Brief
Echo the records word for word, from the start of the records down through the line containing "M55 107L50 107L49". Leave the pictures out of your answer.

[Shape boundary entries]
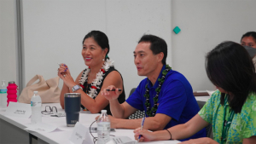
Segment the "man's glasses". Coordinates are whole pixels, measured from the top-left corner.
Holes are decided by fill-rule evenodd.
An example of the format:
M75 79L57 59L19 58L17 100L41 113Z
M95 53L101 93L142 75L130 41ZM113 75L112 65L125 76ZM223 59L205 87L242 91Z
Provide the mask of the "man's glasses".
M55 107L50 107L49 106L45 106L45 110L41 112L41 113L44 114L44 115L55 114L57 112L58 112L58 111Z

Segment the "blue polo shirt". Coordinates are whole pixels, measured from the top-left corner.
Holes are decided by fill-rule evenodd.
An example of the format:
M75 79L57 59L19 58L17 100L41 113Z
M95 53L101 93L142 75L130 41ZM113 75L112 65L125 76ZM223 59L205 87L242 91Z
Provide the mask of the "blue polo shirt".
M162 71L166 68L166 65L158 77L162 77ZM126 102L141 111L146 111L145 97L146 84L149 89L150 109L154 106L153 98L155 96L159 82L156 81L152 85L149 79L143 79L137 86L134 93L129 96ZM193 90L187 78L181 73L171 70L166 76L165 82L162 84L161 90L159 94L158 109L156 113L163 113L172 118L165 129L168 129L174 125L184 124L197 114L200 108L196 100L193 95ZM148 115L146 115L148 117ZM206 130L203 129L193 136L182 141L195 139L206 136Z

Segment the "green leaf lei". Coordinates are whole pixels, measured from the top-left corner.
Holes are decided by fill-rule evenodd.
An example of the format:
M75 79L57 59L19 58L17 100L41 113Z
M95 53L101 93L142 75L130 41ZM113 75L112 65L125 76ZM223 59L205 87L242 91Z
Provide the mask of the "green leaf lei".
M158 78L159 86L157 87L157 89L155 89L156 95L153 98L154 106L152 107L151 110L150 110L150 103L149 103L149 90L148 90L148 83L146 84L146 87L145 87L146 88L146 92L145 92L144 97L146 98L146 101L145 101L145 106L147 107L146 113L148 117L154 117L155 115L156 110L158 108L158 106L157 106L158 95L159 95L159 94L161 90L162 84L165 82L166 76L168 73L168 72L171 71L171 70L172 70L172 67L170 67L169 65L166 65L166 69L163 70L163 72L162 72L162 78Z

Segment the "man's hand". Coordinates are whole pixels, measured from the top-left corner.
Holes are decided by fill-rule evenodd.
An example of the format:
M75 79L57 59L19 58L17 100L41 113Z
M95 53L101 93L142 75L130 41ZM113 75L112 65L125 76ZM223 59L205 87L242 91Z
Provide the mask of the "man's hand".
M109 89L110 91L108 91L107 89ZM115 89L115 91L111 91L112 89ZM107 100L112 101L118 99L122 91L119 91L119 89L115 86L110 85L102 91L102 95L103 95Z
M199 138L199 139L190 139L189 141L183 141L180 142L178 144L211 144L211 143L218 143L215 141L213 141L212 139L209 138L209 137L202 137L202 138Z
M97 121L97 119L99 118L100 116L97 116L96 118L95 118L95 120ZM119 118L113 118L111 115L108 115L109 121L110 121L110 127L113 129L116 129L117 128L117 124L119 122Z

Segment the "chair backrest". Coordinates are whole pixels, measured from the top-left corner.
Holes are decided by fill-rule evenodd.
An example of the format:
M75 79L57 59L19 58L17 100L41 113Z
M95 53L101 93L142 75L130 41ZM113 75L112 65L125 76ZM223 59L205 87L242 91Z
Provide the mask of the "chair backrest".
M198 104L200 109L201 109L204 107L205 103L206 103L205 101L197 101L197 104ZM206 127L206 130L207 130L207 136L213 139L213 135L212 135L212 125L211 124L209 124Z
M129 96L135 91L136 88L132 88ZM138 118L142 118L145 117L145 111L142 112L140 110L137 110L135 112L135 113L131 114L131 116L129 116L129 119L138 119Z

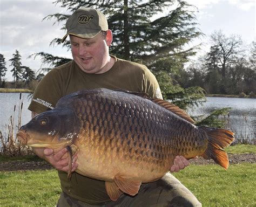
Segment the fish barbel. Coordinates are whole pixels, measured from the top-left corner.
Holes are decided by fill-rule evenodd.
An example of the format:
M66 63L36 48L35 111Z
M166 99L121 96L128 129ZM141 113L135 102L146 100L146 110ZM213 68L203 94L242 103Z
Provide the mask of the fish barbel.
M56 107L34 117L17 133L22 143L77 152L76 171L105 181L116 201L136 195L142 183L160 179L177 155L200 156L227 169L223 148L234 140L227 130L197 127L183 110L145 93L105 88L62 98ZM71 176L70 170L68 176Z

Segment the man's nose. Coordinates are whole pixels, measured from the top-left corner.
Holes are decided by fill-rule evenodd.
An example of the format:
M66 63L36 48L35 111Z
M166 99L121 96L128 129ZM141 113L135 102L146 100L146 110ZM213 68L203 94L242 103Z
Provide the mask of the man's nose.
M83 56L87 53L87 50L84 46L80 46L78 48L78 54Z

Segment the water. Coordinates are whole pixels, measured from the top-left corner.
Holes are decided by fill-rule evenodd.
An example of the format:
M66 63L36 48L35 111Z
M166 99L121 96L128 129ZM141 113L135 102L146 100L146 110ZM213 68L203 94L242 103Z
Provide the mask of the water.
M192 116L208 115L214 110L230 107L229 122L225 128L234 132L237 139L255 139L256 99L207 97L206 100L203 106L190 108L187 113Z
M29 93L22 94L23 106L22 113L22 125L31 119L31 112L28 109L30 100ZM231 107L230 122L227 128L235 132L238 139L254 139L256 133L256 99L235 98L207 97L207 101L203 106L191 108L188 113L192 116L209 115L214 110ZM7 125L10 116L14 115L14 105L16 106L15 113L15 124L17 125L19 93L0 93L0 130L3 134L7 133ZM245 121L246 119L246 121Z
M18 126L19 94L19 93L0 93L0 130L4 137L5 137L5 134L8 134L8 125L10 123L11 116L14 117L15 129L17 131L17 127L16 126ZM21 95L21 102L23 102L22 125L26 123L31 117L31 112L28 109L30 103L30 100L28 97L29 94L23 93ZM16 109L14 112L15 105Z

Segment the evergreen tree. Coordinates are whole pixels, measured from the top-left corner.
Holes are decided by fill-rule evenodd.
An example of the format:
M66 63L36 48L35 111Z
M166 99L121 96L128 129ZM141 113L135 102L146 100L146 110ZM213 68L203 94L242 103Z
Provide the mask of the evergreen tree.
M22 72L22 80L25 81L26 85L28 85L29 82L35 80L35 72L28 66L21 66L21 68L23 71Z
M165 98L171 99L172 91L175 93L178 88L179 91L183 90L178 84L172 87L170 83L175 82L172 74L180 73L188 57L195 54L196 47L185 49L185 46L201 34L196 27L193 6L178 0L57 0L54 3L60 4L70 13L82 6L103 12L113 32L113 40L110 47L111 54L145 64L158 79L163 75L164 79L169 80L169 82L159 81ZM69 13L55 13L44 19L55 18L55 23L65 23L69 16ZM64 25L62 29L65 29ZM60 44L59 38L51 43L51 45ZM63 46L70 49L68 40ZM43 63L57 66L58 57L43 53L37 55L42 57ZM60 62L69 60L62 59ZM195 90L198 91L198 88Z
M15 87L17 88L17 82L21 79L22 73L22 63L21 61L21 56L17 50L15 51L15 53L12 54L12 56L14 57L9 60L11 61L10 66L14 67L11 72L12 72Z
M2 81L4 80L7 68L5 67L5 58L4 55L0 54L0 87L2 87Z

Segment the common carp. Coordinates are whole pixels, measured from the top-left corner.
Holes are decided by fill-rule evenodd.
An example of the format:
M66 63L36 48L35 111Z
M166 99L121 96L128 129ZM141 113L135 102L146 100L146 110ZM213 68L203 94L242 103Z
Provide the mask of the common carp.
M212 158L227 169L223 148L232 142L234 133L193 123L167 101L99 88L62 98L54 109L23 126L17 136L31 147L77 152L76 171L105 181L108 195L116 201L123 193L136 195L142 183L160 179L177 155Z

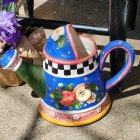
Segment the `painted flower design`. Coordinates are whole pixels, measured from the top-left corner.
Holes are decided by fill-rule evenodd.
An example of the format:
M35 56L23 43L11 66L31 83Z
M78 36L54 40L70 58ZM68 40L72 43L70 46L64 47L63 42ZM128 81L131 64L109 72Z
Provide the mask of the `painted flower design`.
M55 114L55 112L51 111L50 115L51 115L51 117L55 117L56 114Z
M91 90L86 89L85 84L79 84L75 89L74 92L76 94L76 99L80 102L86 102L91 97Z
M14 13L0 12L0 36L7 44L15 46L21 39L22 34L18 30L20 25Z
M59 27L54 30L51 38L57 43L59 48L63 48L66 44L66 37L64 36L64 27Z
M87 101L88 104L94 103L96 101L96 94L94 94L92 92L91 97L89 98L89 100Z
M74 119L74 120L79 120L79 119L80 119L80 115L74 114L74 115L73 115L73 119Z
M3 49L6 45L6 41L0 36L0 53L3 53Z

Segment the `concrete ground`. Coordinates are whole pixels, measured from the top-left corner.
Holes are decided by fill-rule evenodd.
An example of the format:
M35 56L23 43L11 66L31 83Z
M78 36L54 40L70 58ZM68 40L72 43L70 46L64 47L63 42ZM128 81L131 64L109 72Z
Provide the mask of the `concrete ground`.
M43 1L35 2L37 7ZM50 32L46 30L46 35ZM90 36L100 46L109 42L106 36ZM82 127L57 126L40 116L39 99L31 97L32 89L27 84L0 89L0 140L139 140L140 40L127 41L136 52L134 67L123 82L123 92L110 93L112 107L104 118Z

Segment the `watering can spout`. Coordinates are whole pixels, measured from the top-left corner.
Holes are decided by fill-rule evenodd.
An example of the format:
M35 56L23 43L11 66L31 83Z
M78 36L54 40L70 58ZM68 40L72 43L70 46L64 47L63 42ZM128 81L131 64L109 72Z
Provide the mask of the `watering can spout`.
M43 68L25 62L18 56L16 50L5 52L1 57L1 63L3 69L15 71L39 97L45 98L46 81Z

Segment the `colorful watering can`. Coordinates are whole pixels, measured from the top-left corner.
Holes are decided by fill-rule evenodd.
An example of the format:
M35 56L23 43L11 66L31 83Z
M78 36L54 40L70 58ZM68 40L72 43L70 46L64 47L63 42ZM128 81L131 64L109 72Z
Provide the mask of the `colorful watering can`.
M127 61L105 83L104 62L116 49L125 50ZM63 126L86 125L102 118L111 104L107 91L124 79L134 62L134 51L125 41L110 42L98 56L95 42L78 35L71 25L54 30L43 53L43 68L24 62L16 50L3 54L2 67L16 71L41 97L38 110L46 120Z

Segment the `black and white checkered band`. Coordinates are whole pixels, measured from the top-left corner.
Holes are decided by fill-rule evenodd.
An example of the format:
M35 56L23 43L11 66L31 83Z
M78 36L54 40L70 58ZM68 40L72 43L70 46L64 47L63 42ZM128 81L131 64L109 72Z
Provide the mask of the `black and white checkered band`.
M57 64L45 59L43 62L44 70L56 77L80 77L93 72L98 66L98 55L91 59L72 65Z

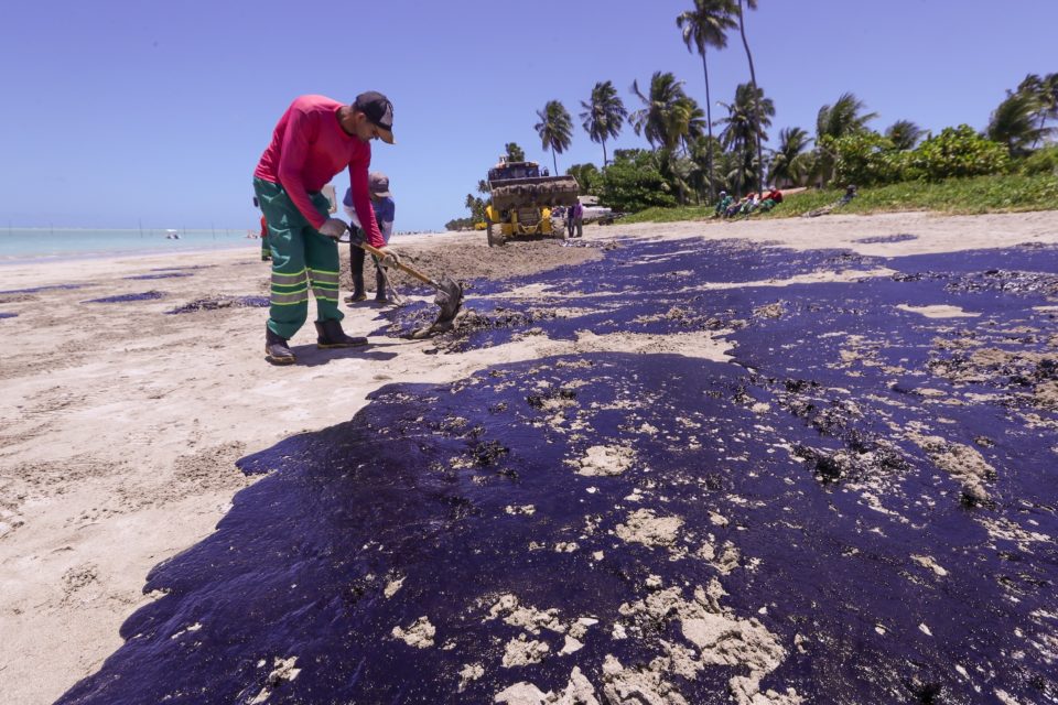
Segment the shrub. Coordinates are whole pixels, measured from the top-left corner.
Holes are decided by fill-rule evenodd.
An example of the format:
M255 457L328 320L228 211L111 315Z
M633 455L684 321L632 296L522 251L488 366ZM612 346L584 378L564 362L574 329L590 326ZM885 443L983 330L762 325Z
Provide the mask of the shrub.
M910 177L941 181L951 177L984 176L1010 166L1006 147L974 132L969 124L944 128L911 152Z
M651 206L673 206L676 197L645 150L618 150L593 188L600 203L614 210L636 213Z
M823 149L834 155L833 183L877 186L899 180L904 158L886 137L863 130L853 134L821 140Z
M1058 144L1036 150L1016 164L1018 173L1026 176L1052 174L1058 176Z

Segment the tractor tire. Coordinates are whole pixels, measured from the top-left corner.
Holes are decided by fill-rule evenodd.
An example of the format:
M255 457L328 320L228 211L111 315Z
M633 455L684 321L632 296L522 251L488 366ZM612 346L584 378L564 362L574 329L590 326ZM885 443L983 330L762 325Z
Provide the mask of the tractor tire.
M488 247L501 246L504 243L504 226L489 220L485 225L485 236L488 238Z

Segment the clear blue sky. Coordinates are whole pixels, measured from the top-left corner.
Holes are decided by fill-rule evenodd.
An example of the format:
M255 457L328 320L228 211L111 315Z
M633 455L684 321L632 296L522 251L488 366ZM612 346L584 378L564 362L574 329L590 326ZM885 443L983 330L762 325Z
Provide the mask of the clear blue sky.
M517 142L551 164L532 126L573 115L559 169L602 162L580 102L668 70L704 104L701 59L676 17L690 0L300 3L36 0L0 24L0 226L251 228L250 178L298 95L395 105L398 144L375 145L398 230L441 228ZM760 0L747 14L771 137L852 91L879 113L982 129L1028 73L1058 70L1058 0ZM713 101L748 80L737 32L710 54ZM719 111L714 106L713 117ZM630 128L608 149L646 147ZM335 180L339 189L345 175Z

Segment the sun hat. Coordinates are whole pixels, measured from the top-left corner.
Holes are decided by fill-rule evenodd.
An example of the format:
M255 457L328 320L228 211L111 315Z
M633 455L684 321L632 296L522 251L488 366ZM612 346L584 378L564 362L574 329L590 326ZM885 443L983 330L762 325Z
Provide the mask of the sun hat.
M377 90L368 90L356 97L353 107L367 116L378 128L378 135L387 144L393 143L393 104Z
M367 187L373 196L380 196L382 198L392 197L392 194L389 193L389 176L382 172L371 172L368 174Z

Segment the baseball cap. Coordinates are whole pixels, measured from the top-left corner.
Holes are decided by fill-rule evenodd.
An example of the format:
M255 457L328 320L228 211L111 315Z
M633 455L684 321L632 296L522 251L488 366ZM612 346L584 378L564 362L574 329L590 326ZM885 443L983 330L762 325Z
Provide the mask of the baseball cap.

Solution for this exercise
Segment the "man's glasses". Coordinates are whole pixels, measured from the top-left corner.
Holes are decided by fill-rule evenodd.
An example of the format:
M75 79L57 59L19 58L17 100L41 113Z
M95 53L101 93L142 75L130 41ZM113 75L112 65L125 76ZM223 59L205 87L242 91Z
Provide the mask of the "man's glasses".
M55 107L50 107L49 106L45 106L45 110L41 112L41 113L44 114L44 115L55 114L57 112L58 112L58 111Z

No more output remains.